**設問**
本文によると、帝政ローマ以後にリベラル・アーツが保存されていたのはどこか答えてください。

++++ 本文

本書は、『国家の品格』以後、ますます広範に渡り深化する情報社会において、われわれ日本人(そして日本という国)が生き残っていくためには、日本の歴史・文化に根差した「教養」が最も大事であることを(藤原流に)力強く語ったものである。
印象に残った内容は概ね以下である。
◆現在一般に認識されている「教養」の原型は、古代ギリシアから帝政ローマ時代の、自由人になるための技術「リベラル・アーツ」(音楽、算術、幾何学、天文の数学系4科と、文法、修辞、論理の言語系3科を合わせた、自由7科)である。
◆リベラル・アーツは、帝政ローマ以後はビザンティン帝国やイスラム国家に保存され、約千年のときを経てルネサンスでヨーロッパに復活したが、その後、①教養そのものは、生存競争に勝つにためにも、生活を豊かにするためにも役に立たないと考えられた、②世界のアメリカ化により、ヨーロッパ的なものが否定され、功利性、改良・発明などが重視された、③グローバリズム、新自由主義の浸透により、利潤を最大化し競争に勝つことが求められるようになった、④ヨーロッパは、「教養」により二度の世界大戦を防ぐことができなかった、などにより世界的に「教養」は衰退した。

++++++++
++++ 項目一覧

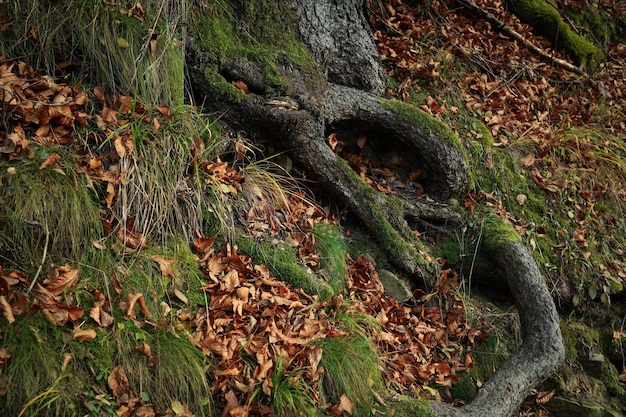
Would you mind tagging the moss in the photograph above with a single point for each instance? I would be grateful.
(332, 249)
(181, 372)
(408, 407)
(418, 117)
(258, 31)
(353, 368)
(36, 344)
(391, 240)
(547, 21)
(497, 234)
(51, 209)
(282, 261)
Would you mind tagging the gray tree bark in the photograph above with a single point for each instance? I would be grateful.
(349, 102)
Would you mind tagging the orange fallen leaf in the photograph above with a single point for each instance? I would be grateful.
(84, 334)
(165, 265)
(61, 278)
(242, 86)
(6, 309)
(118, 381)
(51, 160)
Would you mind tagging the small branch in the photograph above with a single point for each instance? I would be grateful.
(508, 31)
(43, 259)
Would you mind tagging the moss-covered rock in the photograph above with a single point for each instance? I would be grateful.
(547, 21)
(282, 261)
(418, 117)
(253, 43)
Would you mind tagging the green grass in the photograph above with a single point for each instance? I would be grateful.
(51, 211)
(332, 250)
(181, 372)
(351, 363)
(118, 48)
(35, 377)
(291, 396)
(282, 261)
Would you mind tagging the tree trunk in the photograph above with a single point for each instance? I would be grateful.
(348, 102)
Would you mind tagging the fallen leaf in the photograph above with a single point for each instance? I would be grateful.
(6, 309)
(61, 278)
(84, 334)
(242, 86)
(51, 160)
(528, 160)
(118, 381)
(165, 265)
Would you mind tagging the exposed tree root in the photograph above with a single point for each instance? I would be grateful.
(301, 127)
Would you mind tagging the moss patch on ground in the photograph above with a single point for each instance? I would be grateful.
(546, 20)
(282, 261)
(419, 118)
(259, 35)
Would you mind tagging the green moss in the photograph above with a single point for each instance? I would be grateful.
(390, 239)
(50, 209)
(408, 407)
(497, 234)
(282, 261)
(418, 117)
(181, 372)
(258, 31)
(351, 367)
(35, 376)
(108, 44)
(332, 249)
(547, 20)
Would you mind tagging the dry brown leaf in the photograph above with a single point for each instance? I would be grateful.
(165, 265)
(61, 278)
(5, 358)
(544, 396)
(84, 334)
(57, 316)
(118, 381)
(6, 309)
(242, 86)
(51, 160)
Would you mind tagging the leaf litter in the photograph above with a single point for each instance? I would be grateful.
(252, 319)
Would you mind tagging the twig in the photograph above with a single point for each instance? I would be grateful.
(43, 259)
(508, 31)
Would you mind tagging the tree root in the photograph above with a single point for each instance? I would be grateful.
(300, 126)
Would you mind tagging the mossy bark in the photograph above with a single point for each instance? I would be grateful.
(547, 21)
(347, 102)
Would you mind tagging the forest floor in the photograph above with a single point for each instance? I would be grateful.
(547, 152)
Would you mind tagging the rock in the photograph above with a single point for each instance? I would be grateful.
(593, 365)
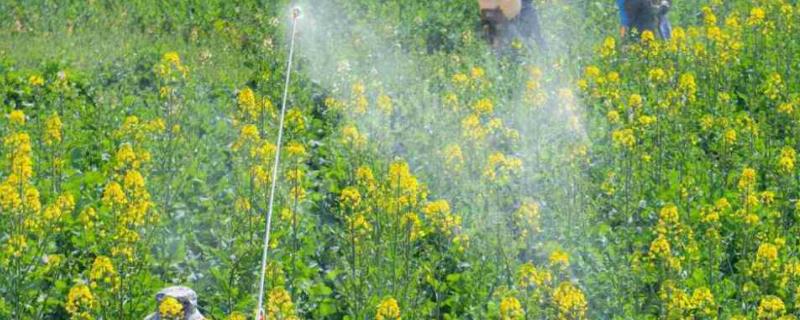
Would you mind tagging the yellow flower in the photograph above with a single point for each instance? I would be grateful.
(388, 309)
(170, 308)
(660, 247)
(113, 194)
(295, 149)
(669, 214)
(613, 116)
(635, 101)
(608, 48)
(237, 316)
(484, 106)
(757, 16)
(570, 300)
(747, 180)
(247, 103)
(295, 120)
(411, 223)
(80, 302)
(385, 104)
(248, 136)
(730, 136)
(688, 86)
(280, 305)
(774, 86)
(460, 79)
(527, 217)
(648, 37)
(767, 252)
(350, 197)
(511, 309)
(366, 178)
(17, 117)
(172, 57)
(591, 72)
(125, 156)
(623, 138)
(770, 307)
(103, 273)
(35, 80)
(658, 75)
(529, 276)
(786, 162)
(559, 258)
(16, 245)
(9, 199)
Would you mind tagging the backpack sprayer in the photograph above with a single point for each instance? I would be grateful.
(267, 229)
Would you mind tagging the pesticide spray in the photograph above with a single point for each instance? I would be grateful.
(267, 229)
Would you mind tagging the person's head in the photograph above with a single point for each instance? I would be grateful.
(184, 295)
(509, 8)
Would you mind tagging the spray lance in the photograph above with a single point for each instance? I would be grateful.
(267, 228)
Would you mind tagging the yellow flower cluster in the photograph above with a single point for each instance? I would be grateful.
(770, 307)
(52, 130)
(388, 310)
(747, 181)
(171, 309)
(237, 316)
(440, 217)
(559, 259)
(570, 300)
(511, 309)
(787, 160)
(528, 276)
(103, 274)
(252, 109)
(350, 198)
(280, 306)
(80, 303)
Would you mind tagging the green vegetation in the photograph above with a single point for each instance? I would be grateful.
(424, 175)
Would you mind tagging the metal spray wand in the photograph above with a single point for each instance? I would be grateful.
(267, 229)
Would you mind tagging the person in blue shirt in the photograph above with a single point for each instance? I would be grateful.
(641, 15)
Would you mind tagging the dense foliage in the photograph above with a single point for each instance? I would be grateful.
(424, 175)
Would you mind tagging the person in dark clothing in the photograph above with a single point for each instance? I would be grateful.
(645, 15)
(506, 20)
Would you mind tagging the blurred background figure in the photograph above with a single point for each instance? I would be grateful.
(641, 15)
(504, 21)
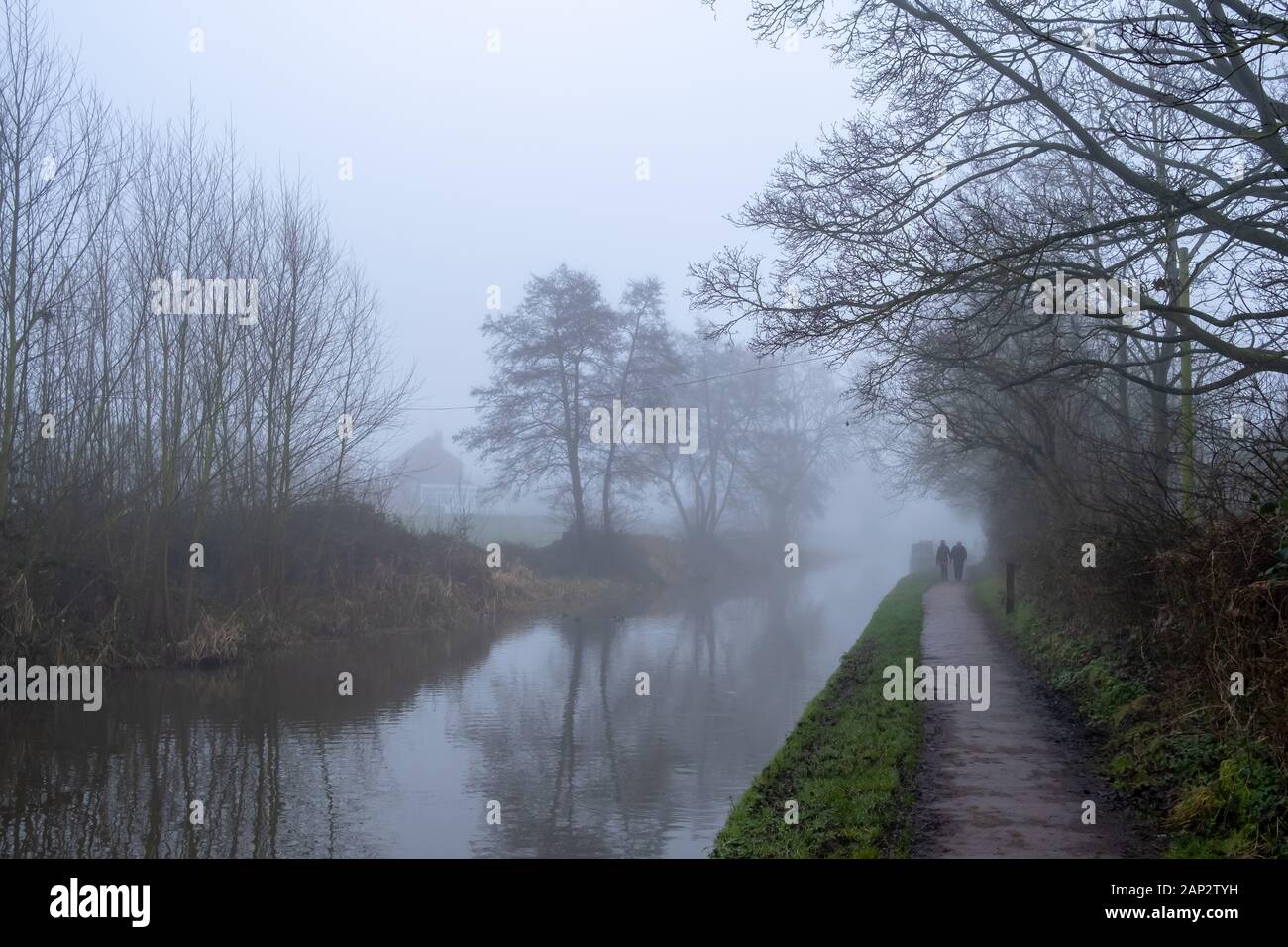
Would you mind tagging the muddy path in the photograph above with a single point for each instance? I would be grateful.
(1009, 781)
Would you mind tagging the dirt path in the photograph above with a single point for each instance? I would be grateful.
(1008, 781)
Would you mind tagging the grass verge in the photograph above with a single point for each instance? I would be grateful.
(850, 762)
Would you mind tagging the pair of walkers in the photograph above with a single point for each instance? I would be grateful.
(956, 556)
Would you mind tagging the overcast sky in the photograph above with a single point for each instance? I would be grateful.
(473, 167)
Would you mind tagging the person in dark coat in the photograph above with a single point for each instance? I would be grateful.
(941, 557)
(958, 556)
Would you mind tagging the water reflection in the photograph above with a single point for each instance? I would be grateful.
(541, 716)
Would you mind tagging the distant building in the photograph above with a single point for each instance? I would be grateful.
(429, 480)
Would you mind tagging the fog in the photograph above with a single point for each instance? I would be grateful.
(476, 167)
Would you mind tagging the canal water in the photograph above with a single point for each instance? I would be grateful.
(539, 722)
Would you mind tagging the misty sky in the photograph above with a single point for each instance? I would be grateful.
(475, 167)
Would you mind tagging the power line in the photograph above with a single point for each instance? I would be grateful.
(655, 388)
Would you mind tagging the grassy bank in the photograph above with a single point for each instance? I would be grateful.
(1215, 789)
(850, 761)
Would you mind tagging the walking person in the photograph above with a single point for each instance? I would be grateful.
(958, 556)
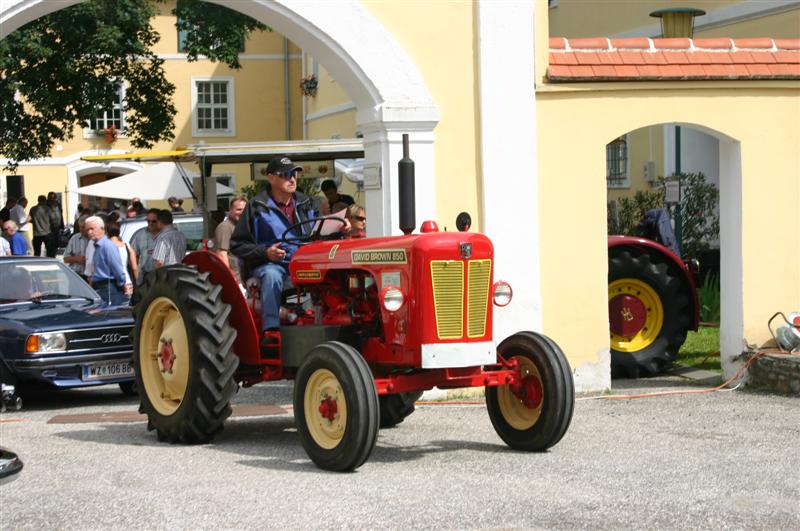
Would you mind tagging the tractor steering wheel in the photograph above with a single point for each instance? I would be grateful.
(311, 236)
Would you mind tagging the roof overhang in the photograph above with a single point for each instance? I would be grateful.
(248, 152)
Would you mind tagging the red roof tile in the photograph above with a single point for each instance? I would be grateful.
(599, 43)
(633, 59)
(753, 43)
(714, 44)
(787, 44)
(672, 44)
(637, 43)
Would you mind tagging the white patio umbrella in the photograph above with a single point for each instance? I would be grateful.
(159, 181)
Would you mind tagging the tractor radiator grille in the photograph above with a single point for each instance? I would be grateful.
(479, 272)
(447, 277)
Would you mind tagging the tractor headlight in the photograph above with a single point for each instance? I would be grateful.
(502, 293)
(392, 298)
(46, 343)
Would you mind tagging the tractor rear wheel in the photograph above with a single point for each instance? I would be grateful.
(648, 311)
(535, 414)
(396, 407)
(336, 407)
(183, 355)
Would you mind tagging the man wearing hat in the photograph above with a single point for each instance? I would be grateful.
(256, 240)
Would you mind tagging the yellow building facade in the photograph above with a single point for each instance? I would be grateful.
(491, 136)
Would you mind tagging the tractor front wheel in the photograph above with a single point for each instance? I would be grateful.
(183, 355)
(534, 413)
(336, 407)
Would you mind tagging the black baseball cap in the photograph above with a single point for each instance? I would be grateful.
(282, 165)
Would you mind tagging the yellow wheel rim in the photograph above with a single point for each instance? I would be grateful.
(515, 412)
(654, 314)
(324, 394)
(164, 356)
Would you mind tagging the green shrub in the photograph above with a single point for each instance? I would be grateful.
(699, 214)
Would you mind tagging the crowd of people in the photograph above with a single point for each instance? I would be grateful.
(115, 268)
(26, 232)
(248, 240)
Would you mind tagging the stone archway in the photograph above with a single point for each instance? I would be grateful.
(389, 93)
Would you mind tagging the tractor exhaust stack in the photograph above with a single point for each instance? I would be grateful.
(405, 172)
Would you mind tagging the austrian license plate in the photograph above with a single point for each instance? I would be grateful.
(107, 370)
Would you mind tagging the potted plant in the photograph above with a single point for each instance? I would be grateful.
(108, 133)
(308, 85)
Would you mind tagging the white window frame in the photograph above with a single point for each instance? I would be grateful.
(231, 129)
(88, 132)
(625, 181)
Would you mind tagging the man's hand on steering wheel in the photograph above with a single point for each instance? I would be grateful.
(314, 234)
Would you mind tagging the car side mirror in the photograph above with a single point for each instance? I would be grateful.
(10, 466)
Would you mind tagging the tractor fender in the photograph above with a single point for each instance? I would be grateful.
(246, 345)
(674, 262)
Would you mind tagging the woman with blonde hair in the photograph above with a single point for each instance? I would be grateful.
(357, 216)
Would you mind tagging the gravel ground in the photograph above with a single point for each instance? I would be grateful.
(721, 460)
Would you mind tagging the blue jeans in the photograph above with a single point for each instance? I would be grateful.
(271, 276)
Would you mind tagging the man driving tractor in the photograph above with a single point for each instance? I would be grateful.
(257, 240)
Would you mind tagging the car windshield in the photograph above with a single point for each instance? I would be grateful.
(40, 280)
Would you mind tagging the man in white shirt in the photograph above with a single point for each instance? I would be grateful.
(22, 219)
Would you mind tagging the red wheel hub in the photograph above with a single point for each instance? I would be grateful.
(627, 315)
(529, 390)
(167, 355)
(328, 408)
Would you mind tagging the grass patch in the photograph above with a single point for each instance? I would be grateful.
(701, 350)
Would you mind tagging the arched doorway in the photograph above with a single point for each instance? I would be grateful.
(718, 157)
(386, 87)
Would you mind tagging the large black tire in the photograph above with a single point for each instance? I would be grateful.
(183, 355)
(662, 290)
(336, 407)
(537, 417)
(396, 407)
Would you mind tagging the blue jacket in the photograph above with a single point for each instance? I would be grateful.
(263, 223)
(18, 244)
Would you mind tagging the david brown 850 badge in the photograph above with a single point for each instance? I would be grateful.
(379, 256)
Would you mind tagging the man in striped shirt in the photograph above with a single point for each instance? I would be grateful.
(170, 242)
(75, 252)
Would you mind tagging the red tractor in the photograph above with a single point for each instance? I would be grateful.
(652, 304)
(369, 324)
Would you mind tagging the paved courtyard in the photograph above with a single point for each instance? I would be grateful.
(719, 460)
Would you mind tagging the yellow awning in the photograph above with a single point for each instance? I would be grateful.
(151, 156)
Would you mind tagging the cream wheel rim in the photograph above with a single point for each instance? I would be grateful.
(515, 412)
(323, 392)
(164, 356)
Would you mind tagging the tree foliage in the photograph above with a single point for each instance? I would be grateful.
(60, 70)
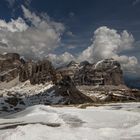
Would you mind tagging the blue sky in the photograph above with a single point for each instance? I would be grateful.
(79, 20)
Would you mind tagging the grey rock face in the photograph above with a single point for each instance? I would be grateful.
(37, 72)
(9, 66)
(105, 72)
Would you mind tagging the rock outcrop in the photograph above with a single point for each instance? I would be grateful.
(37, 72)
(105, 72)
(9, 66)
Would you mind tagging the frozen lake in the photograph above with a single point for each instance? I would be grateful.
(119, 121)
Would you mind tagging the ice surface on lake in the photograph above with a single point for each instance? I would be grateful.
(109, 122)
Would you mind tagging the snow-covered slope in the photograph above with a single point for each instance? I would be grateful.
(24, 94)
(110, 122)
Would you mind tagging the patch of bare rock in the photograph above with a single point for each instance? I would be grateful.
(75, 83)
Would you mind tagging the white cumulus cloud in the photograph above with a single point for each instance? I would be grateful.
(108, 43)
(37, 40)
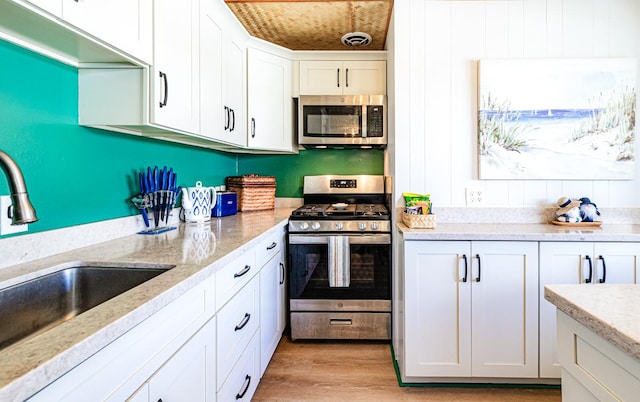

++++++++

**解答**
ビザンティン帝国やイスラム国家に保存されていた。